____ DATA FOR THIS TASK
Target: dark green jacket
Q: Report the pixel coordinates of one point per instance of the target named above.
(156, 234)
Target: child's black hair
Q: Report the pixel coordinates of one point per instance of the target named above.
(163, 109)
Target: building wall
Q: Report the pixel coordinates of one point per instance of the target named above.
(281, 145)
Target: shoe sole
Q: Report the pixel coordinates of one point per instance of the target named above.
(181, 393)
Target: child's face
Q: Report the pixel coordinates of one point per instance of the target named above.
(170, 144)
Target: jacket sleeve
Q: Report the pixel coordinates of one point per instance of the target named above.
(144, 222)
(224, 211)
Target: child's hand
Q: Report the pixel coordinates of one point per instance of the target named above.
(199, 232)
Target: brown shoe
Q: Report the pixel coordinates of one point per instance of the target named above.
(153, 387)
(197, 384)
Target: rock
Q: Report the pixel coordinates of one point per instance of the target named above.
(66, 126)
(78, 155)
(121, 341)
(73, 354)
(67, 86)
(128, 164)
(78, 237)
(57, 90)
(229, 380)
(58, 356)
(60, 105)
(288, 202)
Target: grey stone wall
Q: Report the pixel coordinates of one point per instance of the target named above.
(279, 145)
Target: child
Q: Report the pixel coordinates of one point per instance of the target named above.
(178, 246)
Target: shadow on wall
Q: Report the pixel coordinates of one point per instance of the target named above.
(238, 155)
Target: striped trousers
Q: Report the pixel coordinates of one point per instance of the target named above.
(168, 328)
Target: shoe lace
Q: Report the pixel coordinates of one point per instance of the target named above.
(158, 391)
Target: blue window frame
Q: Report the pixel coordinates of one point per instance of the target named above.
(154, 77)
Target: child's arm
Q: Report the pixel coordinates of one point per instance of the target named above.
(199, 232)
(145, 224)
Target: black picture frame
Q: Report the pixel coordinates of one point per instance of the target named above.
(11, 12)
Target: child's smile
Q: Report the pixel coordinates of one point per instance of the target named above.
________
◆ YOUR INSTRUCTIONS: Transcribe only the trailing portion of the entries above: the line that contains "Target: child's black hair" and each line after it.

◆ CORRECT ANSWER:
Target: child's black hair
Q: Report the pixel coordinates of one point per instance of the target named above.
(163, 109)
Target: building wall
Q: Report the pixel coordinates of one point per instance of the target named above.
(281, 145)
Target: shoe sole
Q: Report the pixel coordinates of one point per instance of the target named above.
(181, 393)
Target: child's face
Q: Report the pixel coordinates of one point per instance of the target named above.
(170, 144)
Target: jacket sleeve
Q: Report the pixel coordinates of one point per instance of the target named above.
(144, 222)
(224, 211)
Target: child's hand
Q: Report the pixel coordinates of one point per instance of the target named above.
(199, 232)
Target: brown shoe
Q: Report the pixel coordinates of one point per instance of the target named above.
(153, 387)
(197, 384)
Target: rock
Q: Report the pixel coordinates of one point per instance of the target named above.
(66, 126)
(78, 155)
(121, 341)
(73, 354)
(67, 86)
(128, 164)
(78, 237)
(57, 90)
(229, 380)
(58, 356)
(60, 105)
(288, 202)
Target: grey stone wall
Q: Report the pixel coordinates of one point per instance of the target named above.
(279, 145)
Target: child
Q: Report the pixel coordinates of one point per instance of the target named above.
(178, 246)
Target: shadow on wall
Q: Report the pixel coordinates of one point per instance of the target named above.
(238, 155)
Target: striped trousers
Q: Report the pixel coordinates of one point per instance of the target named above.
(168, 328)
Target: shoe lace
Q: Report the pixel coordinates of one point per instance of the target named above.
(158, 391)
Target: blue window frame
Q: Report the pixel coordinates of one point per instance of the target named above.
(154, 77)
Target: child's arm
Q: Report the pixel coordinates of one point per instance of the target named above.
(199, 232)
(145, 224)
Target: black picture frame
Q: Report the pixel coordinates of one point per instance of the target named above.
(11, 12)
Target: child's smile
Q: Report the pixel coordinates of one point per instance of the target named above.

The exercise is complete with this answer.